- WORK TO DO:
Add -148 to every bounding box coordinate in the records, starting at the beginning and ending at the line that contains "[0,140,127,203]". Rewrite every line in that span, including the lines that hold no coordinates.

- EXTRACTED RECORDS:
-- START --
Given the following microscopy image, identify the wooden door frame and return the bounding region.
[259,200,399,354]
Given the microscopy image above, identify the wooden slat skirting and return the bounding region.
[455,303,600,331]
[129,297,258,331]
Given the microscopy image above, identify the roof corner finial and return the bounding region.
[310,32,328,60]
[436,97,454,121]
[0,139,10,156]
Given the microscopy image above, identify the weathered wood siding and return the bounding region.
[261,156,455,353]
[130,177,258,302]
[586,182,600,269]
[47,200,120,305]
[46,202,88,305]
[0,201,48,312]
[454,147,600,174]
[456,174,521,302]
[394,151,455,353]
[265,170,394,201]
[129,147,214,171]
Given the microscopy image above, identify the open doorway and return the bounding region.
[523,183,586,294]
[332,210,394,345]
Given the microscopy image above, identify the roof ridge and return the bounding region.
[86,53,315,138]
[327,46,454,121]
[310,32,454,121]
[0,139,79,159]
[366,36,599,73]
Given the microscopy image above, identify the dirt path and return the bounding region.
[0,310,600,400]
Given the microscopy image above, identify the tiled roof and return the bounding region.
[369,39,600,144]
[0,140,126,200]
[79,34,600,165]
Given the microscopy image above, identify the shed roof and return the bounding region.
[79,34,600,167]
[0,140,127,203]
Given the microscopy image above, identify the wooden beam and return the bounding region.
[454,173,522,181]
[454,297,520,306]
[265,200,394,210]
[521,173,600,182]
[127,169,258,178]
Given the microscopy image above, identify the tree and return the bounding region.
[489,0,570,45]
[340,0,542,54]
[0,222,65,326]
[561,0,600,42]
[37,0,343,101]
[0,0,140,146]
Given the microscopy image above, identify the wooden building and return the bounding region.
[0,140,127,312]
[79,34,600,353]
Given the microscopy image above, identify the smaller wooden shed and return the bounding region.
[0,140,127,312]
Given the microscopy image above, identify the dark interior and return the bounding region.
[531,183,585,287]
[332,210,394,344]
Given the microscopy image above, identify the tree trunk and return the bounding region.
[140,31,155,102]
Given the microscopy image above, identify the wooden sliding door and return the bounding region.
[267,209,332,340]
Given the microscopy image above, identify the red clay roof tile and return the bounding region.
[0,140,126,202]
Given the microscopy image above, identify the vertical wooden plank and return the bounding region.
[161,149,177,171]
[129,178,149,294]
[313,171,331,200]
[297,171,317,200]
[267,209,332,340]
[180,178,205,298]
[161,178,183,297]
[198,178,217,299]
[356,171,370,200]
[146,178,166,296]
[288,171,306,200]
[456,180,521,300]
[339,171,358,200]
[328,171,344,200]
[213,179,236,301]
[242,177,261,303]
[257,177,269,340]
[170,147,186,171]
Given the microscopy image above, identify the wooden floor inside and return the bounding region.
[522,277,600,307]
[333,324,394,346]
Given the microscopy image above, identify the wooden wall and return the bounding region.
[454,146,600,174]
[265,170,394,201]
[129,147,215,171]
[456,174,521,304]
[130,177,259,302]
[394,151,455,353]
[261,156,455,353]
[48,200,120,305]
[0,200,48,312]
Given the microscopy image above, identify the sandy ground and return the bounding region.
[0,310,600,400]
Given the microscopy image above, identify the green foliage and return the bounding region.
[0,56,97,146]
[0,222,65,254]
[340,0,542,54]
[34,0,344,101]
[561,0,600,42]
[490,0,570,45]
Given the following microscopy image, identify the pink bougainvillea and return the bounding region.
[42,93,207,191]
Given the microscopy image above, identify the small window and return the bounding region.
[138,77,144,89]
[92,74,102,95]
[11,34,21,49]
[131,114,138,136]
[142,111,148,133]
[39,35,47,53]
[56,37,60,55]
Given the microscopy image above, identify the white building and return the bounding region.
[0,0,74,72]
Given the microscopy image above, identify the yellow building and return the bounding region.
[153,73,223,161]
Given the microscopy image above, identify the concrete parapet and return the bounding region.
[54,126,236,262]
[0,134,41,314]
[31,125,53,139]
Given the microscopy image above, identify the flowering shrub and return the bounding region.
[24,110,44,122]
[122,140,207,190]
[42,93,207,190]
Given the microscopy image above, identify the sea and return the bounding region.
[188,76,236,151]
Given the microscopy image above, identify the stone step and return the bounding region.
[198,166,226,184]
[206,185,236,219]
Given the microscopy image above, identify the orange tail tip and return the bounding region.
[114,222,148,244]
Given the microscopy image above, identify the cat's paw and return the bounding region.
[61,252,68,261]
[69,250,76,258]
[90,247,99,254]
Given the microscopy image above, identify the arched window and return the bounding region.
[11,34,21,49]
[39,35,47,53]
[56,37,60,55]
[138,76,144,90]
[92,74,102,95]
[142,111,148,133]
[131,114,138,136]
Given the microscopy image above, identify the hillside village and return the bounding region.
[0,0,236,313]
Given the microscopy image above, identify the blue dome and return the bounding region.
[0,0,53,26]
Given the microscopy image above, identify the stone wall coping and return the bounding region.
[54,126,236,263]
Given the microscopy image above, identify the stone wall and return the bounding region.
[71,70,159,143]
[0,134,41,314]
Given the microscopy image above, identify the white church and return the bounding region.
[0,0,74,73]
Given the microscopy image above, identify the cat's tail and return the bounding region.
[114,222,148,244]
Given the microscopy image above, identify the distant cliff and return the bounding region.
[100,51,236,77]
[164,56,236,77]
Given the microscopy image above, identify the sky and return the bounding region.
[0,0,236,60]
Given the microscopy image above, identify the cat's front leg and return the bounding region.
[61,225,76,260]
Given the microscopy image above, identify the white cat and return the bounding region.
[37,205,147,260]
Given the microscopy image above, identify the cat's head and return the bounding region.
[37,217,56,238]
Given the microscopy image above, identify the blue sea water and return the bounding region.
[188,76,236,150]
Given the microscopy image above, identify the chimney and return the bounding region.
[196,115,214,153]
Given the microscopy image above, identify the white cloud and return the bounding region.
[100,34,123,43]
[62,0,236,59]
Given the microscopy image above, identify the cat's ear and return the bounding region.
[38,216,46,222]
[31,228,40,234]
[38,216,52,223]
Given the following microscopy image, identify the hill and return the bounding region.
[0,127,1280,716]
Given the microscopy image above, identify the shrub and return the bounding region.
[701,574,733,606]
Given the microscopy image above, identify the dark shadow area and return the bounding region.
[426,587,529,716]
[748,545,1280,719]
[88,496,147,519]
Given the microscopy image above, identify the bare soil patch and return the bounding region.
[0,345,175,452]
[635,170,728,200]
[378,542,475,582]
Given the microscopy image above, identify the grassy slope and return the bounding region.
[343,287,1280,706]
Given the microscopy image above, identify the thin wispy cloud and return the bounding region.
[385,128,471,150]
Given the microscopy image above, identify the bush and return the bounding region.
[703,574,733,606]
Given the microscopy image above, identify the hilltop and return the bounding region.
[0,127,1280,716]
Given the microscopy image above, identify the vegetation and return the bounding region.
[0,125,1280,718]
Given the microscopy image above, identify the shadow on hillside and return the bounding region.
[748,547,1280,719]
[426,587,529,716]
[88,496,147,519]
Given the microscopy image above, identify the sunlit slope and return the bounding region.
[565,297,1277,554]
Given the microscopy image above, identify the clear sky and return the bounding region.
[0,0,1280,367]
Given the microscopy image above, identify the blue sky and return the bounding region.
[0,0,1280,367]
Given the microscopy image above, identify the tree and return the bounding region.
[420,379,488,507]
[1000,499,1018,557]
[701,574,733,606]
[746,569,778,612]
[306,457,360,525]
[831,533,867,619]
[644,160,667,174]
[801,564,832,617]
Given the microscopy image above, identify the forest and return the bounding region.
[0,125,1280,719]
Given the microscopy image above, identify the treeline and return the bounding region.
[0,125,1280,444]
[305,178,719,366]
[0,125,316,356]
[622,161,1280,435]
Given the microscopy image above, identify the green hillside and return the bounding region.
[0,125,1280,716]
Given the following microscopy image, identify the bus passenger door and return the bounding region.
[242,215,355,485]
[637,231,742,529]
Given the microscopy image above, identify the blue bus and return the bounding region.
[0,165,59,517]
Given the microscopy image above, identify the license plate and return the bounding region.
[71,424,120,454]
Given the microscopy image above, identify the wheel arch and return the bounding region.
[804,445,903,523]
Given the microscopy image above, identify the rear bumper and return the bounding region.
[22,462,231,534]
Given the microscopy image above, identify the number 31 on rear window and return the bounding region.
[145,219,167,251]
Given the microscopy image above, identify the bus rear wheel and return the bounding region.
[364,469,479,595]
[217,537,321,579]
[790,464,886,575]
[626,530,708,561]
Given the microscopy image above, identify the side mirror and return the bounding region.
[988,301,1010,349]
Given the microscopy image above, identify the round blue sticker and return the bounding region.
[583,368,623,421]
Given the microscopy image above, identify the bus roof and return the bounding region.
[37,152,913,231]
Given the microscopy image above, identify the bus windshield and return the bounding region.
-- END --
- RESPONSE BELOW:
Given the following microscopy image, identify the wooden door frame and return the bounding region.
[111,52,251,206]
Given the microscopy image above, identify the wooden slat skirting and return the bounding region.
[307,155,452,183]
[-19,149,110,183]
Given the microscopy image above, identify the roof corner finial and return the bounding region.
[162,-116,180,-88]
[288,-51,306,-27]
[-148,-9,-138,8]
Given the microscopy image above, identify the weathered wood siding and return the bounding region.
[113,8,307,205]
[-18,29,110,154]
[438,34,452,121]
[-101,52,-28,157]
[-102,54,-60,157]
[-148,53,-100,164]
[306,-1,452,26]
[308,26,373,154]
[246,3,307,205]
[117,22,246,53]
[-19,-1,66,23]
Given the microscopy image above, identify the open doorway and return the bounding region.
[375,35,438,146]
[184,62,246,197]
Given the microscopy image above, identify the roof ridge and return the bounding region.
[-62,-95,167,-10]
[179,-102,306,-27]
[162,-116,306,-27]
[-148,-9,-69,11]
[218,-112,451,-75]
Given the microscopy image above, identify the dirt path and return the bounding region.
[-148,162,452,252]
Given the microscopy image above, identify the tiled roof and return the bounding region.
[221,-109,452,-4]
[-148,-8,-22,52]
[-69,-114,452,17]
Given the microscopy image above, identify the shed roof and return the bounding region.
[-69,-114,452,19]
[-148,-8,-21,55]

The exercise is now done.